**Your goal:** Go through the records and give each one again exactly.

- - -

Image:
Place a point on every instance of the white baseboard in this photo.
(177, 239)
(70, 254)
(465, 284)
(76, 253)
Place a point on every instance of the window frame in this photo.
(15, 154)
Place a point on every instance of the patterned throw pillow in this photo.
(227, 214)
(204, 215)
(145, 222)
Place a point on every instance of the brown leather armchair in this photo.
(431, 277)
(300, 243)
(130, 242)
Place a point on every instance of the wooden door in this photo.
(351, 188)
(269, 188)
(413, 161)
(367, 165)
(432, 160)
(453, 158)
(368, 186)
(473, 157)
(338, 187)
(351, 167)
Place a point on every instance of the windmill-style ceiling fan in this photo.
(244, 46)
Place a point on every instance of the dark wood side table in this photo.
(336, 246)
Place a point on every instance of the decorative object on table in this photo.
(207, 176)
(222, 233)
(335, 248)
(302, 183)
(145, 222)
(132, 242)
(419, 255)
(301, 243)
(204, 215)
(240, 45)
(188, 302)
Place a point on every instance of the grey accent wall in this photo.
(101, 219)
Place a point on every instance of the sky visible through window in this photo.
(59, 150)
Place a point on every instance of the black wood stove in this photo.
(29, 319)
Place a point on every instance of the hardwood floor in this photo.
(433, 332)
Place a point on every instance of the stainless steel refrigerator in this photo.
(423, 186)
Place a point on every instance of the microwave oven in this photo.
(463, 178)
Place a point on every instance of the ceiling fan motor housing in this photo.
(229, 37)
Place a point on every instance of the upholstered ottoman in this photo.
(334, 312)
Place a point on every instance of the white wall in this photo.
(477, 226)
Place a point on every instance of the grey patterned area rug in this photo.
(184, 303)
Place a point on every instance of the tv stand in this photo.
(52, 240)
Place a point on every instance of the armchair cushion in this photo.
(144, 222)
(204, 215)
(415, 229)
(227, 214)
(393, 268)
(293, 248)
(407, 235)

- - -

**Final answer:**
Image:
Place a point on every instance of the white baseboard in this photo.
(177, 239)
(70, 254)
(465, 284)
(76, 253)
Place a point on every instance of the window frame in this photo.
(15, 154)
Place a point on every instance of the patterned throw pillow in this photo.
(227, 214)
(204, 215)
(145, 222)
Place a point on every instance of the brown leather armchair in this photo.
(431, 277)
(300, 243)
(130, 242)
Place a point on every instance of the wooden door in this photo.
(351, 188)
(269, 188)
(413, 161)
(367, 165)
(432, 160)
(453, 158)
(368, 186)
(473, 157)
(338, 187)
(351, 167)
Place a point on every instance of the windmill-style ceiling fan in this photo.
(244, 46)
Place a point on every instance of the dark wood side table in this photo.
(336, 246)
Place a point on every instance of the decorative object on table in this photo.
(207, 176)
(222, 233)
(335, 248)
(302, 183)
(145, 222)
(132, 242)
(419, 255)
(301, 243)
(204, 215)
(240, 45)
(188, 302)
Place a point on every instance of the grey accent wall in this photo.
(101, 219)
Place a point on every instance of the sky visible through window in this photo.
(59, 150)
Place a point on every instance of the black wood stove in this photo.
(29, 319)
Place a point on every instance of the hardwood floor in this photo.
(433, 332)
Place a point on every instance of the stainless steel refrigerator in this photo.
(423, 186)
Place a point on every instance of the microwave oven in this photo.
(463, 178)
Place a point on every instance of the ceiling fan motor housing in this photo.
(229, 37)
Place a point on every instance of the upholstered ottoman in this photo.
(334, 312)
Place a point on every instance of the white wall in this photo.
(477, 226)
Place a point on every instance of the grey patterned area rug in this photo.
(184, 303)
Place a point on every instance of the tv stand in this photo.
(52, 240)
Place a point on every instance of the armchair cushion in this photo.
(144, 222)
(204, 215)
(415, 229)
(227, 214)
(393, 268)
(293, 248)
(407, 235)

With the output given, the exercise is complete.